*** Data provided ***

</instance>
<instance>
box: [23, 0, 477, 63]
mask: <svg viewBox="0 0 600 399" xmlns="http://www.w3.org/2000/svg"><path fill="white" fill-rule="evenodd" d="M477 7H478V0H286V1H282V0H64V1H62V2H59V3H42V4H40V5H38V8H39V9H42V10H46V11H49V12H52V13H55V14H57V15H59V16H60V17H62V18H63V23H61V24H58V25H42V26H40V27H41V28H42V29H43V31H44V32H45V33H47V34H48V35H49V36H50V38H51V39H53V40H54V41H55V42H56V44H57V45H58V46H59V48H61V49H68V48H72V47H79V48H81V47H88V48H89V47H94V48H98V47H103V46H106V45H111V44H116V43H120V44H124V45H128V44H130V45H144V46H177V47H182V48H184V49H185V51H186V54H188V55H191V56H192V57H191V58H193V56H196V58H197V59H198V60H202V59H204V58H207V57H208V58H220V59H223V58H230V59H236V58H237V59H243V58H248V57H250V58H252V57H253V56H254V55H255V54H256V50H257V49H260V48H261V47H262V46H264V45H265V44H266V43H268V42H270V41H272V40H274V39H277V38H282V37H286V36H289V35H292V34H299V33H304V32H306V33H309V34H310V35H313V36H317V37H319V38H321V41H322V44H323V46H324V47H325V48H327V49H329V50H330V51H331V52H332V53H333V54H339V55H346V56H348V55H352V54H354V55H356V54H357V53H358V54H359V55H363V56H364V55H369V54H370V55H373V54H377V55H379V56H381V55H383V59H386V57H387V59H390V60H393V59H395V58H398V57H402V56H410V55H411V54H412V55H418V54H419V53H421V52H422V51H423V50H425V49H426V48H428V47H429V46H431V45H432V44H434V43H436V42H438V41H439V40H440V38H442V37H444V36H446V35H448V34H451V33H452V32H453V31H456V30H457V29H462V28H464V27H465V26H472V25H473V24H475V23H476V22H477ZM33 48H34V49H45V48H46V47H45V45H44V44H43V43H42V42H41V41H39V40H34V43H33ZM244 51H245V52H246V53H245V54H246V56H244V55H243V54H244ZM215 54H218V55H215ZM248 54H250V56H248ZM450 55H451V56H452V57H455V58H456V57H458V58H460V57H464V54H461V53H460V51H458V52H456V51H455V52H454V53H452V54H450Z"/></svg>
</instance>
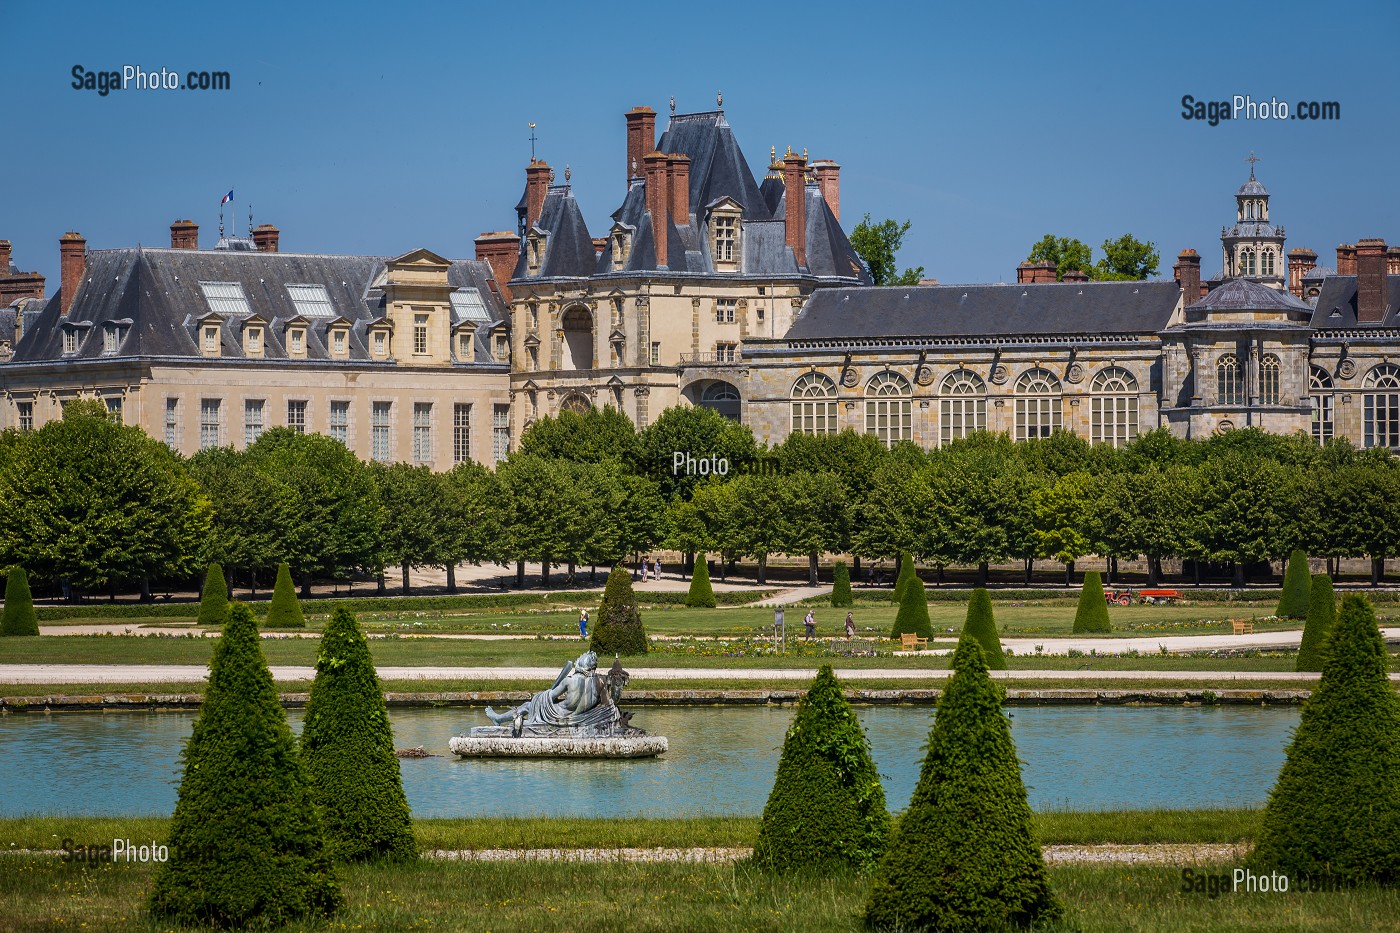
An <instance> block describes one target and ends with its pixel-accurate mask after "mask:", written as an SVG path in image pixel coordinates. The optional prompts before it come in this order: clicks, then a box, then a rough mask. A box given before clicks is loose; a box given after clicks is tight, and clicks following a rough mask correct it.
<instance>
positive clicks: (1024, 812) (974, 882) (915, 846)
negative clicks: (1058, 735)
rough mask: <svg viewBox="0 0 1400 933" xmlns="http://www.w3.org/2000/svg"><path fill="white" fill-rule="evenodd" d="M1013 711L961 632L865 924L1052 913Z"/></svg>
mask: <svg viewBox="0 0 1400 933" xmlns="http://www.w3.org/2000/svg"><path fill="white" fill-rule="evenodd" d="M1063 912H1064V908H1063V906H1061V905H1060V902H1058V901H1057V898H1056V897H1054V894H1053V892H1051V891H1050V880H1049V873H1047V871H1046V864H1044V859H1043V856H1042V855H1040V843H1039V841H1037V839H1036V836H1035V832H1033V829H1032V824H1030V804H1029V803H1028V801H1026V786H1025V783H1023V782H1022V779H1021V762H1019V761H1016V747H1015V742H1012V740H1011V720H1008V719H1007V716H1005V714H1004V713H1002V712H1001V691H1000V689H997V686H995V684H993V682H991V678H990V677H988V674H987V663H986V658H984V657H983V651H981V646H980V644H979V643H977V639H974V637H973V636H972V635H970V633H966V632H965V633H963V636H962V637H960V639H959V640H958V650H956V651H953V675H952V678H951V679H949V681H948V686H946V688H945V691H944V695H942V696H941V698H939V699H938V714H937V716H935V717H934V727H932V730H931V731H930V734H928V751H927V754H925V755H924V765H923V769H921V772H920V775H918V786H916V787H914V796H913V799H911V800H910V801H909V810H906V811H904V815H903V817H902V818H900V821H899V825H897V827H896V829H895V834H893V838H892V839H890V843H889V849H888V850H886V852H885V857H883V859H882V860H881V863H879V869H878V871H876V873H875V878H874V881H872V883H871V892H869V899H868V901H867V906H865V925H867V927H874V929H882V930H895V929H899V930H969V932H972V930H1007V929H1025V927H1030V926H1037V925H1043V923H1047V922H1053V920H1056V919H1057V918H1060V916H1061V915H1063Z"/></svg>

*** End of Data provided ***
*** Data provided ***

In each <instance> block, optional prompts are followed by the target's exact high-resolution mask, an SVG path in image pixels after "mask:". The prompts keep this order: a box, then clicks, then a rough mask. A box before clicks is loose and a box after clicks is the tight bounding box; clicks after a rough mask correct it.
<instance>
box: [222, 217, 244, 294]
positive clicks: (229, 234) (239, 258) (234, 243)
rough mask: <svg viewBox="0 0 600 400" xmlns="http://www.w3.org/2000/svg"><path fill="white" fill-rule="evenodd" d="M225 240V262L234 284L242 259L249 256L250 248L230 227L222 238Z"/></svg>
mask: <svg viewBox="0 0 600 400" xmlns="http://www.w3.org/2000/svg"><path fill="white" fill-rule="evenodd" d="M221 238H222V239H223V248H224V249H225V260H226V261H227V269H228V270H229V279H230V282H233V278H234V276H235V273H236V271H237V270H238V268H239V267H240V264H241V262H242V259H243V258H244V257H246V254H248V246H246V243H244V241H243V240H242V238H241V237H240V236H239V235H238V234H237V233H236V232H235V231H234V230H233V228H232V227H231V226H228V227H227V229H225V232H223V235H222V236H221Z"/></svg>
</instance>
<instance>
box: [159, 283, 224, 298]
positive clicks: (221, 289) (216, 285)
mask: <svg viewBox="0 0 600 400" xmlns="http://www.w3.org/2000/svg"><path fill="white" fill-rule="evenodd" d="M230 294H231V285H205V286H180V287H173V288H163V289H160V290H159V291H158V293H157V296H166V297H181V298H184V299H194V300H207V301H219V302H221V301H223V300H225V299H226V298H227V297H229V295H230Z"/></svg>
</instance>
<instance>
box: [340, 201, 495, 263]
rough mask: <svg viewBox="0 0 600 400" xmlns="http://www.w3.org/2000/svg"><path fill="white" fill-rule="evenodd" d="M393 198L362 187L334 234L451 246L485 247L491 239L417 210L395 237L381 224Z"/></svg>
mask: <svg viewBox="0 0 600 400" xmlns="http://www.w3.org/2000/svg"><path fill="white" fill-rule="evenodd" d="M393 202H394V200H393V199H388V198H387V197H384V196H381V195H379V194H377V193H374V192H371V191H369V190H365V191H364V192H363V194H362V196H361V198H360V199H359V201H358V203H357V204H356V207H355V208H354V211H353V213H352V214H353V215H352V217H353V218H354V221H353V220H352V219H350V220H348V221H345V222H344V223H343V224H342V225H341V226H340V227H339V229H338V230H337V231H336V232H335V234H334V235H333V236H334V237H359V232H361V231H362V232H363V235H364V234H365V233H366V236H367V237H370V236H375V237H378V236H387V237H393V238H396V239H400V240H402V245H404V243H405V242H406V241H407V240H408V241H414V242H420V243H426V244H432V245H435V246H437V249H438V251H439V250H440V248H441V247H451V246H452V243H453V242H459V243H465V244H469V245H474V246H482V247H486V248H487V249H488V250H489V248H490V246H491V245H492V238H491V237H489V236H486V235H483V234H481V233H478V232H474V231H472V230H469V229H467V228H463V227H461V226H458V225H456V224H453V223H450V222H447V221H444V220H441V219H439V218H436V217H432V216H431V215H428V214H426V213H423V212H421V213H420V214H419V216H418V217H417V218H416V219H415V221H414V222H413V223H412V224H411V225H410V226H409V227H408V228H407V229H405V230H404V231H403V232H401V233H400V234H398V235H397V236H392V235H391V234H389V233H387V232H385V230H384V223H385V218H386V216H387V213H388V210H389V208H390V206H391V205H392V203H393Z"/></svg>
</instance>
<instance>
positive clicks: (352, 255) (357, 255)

*** End of Data provided ***

◆ About this exercise:
Reproduce exactly the lines above from the line with "positive clicks: (229, 234)" to the line with "box: [159, 283, 224, 298]", including both, and add nothing.

◆ Written answer:
positive clicks: (229, 234) (239, 258) (234, 243)
rough mask: <svg viewBox="0 0 600 400" xmlns="http://www.w3.org/2000/svg"><path fill="white" fill-rule="evenodd" d="M225 240V262L234 284L242 259L249 256L250 248L230 227L222 238Z"/></svg>
mask: <svg viewBox="0 0 600 400" xmlns="http://www.w3.org/2000/svg"><path fill="white" fill-rule="evenodd" d="M221 238H222V239H223V248H224V249H225V260H226V261H227V269H228V270H229V279H230V282H233V278H234V276H235V273H236V271H237V270H238V268H239V267H240V264H241V262H242V259H243V258H244V257H246V254H248V246H246V243H244V241H243V240H242V238H241V237H240V236H239V235H238V234H237V233H236V232H235V231H234V230H233V228H232V227H231V226H228V227H227V229H225V232H223V235H222V236H221Z"/></svg>
</instance>
<instance>
box: [159, 283, 224, 298]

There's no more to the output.